*TASK ITEM*
Your answer is the lines below, exactly, from the one that contains "Target: dramatic cloud" through the one that contains "Target: red textured surface", both included.

● ● ● ● ● ● ●

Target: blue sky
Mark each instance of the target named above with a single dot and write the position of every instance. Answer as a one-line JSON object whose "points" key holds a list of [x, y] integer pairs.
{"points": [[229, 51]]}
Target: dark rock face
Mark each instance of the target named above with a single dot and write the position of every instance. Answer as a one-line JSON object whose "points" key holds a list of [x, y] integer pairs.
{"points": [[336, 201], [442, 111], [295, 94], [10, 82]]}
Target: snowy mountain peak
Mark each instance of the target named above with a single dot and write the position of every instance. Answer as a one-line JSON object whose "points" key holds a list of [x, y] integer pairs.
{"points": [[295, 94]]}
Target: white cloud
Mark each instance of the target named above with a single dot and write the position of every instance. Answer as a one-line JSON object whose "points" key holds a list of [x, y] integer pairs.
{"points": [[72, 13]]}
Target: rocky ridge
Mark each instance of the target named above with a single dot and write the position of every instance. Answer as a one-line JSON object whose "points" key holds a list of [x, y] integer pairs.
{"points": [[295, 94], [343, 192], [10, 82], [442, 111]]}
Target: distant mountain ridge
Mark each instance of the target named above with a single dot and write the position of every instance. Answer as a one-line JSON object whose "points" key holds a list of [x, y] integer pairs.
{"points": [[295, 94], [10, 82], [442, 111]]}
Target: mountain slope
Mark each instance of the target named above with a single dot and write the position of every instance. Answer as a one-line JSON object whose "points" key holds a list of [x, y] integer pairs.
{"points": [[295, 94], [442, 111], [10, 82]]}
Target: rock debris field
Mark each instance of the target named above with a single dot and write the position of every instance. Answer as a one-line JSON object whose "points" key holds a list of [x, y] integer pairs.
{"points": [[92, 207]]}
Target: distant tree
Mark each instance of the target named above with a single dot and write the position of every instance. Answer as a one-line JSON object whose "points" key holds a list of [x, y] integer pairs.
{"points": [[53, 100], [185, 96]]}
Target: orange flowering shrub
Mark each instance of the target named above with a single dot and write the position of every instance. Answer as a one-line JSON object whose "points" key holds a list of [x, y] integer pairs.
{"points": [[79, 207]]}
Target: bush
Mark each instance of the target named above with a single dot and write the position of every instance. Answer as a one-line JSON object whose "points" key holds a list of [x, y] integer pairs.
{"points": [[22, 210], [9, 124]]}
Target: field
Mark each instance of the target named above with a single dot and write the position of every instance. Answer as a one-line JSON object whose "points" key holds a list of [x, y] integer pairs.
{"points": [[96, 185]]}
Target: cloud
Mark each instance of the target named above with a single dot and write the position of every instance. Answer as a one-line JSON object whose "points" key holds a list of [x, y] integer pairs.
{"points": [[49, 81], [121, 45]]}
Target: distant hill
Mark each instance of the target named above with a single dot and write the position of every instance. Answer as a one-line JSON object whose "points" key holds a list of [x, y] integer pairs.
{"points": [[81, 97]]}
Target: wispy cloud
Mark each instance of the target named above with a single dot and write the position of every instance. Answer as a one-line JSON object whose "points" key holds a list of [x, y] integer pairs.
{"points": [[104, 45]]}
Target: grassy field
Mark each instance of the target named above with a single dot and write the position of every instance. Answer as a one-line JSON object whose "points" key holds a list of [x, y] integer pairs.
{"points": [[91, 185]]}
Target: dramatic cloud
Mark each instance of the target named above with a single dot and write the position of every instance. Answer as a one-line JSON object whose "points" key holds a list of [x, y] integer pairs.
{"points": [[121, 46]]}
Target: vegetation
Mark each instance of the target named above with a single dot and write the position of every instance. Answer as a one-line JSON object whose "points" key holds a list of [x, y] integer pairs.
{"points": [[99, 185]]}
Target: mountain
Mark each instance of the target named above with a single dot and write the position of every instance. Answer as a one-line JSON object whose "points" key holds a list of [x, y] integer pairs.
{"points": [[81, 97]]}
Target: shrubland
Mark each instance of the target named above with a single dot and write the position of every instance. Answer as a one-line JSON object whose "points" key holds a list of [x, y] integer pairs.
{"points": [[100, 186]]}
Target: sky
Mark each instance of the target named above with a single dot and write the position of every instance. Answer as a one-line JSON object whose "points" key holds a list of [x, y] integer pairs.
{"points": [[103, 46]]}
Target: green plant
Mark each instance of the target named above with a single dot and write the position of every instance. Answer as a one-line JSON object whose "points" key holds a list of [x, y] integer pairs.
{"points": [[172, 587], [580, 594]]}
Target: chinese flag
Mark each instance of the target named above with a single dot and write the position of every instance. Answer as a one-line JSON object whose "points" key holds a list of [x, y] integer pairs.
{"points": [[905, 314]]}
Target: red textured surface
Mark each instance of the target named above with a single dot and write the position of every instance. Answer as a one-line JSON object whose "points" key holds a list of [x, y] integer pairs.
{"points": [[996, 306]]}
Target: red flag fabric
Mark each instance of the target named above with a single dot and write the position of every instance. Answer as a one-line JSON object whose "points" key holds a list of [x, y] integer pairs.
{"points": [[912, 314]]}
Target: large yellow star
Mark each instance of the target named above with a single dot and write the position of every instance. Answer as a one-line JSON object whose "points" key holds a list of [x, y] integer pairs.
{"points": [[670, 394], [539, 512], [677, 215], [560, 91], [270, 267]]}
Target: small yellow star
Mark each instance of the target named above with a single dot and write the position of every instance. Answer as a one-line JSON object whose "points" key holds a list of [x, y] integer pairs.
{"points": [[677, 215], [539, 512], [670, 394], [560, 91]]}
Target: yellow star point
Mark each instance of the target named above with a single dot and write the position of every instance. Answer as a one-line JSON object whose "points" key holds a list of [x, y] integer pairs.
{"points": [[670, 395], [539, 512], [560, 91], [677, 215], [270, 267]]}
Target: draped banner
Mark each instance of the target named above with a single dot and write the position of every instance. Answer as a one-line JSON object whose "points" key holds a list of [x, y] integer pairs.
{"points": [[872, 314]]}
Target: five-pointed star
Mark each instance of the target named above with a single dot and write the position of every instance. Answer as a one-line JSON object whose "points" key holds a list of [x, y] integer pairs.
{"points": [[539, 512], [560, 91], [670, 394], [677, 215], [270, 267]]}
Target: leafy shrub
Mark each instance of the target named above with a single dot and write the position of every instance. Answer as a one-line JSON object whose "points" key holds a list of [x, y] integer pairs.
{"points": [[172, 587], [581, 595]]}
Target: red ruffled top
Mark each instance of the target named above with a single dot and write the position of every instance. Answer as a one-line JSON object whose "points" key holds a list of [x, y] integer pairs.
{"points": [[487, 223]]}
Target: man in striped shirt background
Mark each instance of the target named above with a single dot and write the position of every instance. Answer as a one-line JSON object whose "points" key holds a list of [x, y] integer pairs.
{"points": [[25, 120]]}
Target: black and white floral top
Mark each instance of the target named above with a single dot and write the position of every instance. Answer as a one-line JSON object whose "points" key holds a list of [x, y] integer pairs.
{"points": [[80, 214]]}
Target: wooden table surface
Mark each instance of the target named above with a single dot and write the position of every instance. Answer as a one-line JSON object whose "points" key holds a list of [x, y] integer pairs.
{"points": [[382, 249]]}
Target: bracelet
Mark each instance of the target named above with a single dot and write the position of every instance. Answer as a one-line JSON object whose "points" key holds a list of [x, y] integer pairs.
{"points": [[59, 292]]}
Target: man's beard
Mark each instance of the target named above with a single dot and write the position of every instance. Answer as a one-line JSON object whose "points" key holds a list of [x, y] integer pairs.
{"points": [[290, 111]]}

● ● ● ● ● ● ●

*WRITTEN ANSWER*
Target: dramatic cloud
Mark each instance of the target named above with a single dot and write the position of every instance. Answer as a one-line JSON object whose "points" key holds a list of [x, y] integer pairs.
{"points": [[121, 46]]}
Target: vegetation
Mark each instance of the target named above with a single dot and write the position of every instance. Answer as a one-line JSON object whose "points" key holds a list of [x, y] integer pairs.
{"points": [[99, 185]]}
Target: mountain
Mark each instance of the target named above with a single dot and write the position of every instance. Answer as a one-line JSON object whose "points" key holds a list of [x, y] integer pairs.
{"points": [[81, 97]]}
Target: shrubland
Mark each instance of the target named above with a single dot and write the position of every instance. Answer as a one-line JSON object whose "points" key holds a list of [x, y] integer pairs.
{"points": [[100, 186]]}
Target: sky
Mark each instance of the target named above with a single dot and write the position of every instance. Answer as a one-line JSON object whose "points" key holds a list of [x, y] integer pairs.
{"points": [[103, 46]]}
Target: green plant
Mark each instance of the target named above with a single dot and write the position of every instance. Answer as a one-line JSON object whose "points" key holds a list of [x, y] integer pairs.
{"points": [[172, 587], [580, 594]]}
Target: chinese flag
Mark each instance of the target named above with a single dot and write the position of every instance. Answer as a one-line JSON object whose "points" key holds a list of [x, y] integer pairs.
{"points": [[905, 314]]}
Target: red textured surface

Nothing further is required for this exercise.